| Task |
Retype, without any change, the portion of the Senkaku Islands report below that begins with the words containing "The two vessels" and ends with "a press conference.".

| Text |
==========

This file photo taken in September 2012 shows the Senkaku Islands in the East China Sea.(Kyodo)

TOKYO (Kyodo) -- Two Chinese Coast Guard ships have intruded into Japanese territorial waters near disputed islands in the East China Sea, staying there for the longest time on record, the Japan Coast Guard said Friday.

    The two vessels have remained in the waters around the Senkaku Islands since around 4:10 p.m. Thursday, according to the Japanese coast guard. In August 2013, a Chinese intrusion in the area lasted for 28 hours and 15 minutes.

    China claims the Japanese-administered islands, calling them Diaoyu.

    The Chinese ships earlier Friday appeared to be trying to approach a Japanese fishing boat operating in the waters, the Japanese coast guard said. Japanese patrol ships have arrived in the waters to ensure the safety of the boat and urge the Chinese vessels to leave the area.

    The Japanese government has lodged a protest with China through diplomatic channels, Chief Cabinet Secretary Yoshihide Suga told a press conference.

==========

| Material supplied |
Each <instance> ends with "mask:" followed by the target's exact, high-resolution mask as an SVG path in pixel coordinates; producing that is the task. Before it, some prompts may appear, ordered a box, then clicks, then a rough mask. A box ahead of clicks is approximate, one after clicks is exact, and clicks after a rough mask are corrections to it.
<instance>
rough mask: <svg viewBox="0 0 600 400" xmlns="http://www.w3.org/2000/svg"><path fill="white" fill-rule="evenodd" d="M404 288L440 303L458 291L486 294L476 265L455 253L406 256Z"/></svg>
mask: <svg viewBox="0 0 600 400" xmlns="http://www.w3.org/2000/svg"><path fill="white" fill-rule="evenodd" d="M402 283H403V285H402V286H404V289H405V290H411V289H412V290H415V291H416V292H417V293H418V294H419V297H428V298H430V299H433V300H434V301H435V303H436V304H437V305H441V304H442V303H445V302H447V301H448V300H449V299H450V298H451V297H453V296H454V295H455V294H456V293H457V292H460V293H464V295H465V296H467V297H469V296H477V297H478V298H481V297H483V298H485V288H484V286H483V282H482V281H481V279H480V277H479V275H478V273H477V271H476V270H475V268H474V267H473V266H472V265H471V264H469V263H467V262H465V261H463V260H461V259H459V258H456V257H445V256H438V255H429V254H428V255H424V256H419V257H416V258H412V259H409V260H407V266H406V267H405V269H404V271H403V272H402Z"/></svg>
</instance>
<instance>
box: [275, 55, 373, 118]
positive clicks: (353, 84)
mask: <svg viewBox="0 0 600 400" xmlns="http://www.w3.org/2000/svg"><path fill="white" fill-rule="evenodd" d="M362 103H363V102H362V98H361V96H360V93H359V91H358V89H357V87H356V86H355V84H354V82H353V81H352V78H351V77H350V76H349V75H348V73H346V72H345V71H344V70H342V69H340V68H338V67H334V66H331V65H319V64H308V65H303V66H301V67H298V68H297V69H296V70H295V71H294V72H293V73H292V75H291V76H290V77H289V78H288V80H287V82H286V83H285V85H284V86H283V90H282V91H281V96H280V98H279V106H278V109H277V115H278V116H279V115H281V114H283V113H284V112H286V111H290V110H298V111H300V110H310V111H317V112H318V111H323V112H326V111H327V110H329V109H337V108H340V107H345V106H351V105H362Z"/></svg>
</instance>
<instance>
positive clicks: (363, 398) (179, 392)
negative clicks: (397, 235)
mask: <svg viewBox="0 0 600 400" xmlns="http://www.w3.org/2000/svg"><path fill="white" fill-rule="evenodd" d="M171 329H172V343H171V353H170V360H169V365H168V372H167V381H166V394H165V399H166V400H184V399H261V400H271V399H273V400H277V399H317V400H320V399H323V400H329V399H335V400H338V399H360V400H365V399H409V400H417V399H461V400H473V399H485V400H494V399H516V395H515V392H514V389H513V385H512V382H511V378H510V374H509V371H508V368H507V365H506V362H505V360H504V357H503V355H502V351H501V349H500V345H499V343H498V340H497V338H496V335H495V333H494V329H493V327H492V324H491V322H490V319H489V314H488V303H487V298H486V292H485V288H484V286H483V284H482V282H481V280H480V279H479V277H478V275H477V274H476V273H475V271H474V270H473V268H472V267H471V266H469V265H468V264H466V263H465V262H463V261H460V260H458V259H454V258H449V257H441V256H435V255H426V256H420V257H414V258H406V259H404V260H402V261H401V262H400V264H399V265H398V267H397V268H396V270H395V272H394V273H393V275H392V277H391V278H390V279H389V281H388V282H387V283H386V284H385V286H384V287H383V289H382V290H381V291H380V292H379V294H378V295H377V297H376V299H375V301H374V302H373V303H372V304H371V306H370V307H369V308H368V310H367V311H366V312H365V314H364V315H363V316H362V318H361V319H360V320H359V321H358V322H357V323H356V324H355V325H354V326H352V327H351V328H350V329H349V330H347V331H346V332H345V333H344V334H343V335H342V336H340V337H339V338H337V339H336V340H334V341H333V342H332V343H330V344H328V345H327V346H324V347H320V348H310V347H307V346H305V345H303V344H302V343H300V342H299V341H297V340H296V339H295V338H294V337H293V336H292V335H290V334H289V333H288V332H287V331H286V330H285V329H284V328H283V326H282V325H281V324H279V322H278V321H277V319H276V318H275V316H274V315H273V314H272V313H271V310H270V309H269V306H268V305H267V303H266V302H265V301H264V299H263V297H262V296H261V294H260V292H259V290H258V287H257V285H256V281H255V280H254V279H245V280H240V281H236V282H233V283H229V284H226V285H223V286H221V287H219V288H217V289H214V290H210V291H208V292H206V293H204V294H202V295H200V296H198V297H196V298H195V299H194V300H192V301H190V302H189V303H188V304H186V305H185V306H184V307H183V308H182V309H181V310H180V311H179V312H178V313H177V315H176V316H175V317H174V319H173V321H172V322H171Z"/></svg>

==========

| Solution below |
The two vessels have remained in the waters around the Senkaku Islands since around 4:10 p.m. Thursday, according to the Japanese coast guard. In August 2013, a Chinese intrusion in the area lasted for 28 hours and 15 minutes.

    China claims the Japanese-administered islands, calling them Diaoyu.

    The Chinese ships earlier Friday appeared to be trying to approach a Japanese fishing boat operating in the waters, the Japanese coast guard said. Japanese patrol ships have arrived in the waters to ensure the safety of the boat and urge the Chinese vessels to leave the area.

    The Japanese government has lodged a protest with China through diplomatic channels, Chief Cabinet Secretary Yoshihide Suga told a press conference.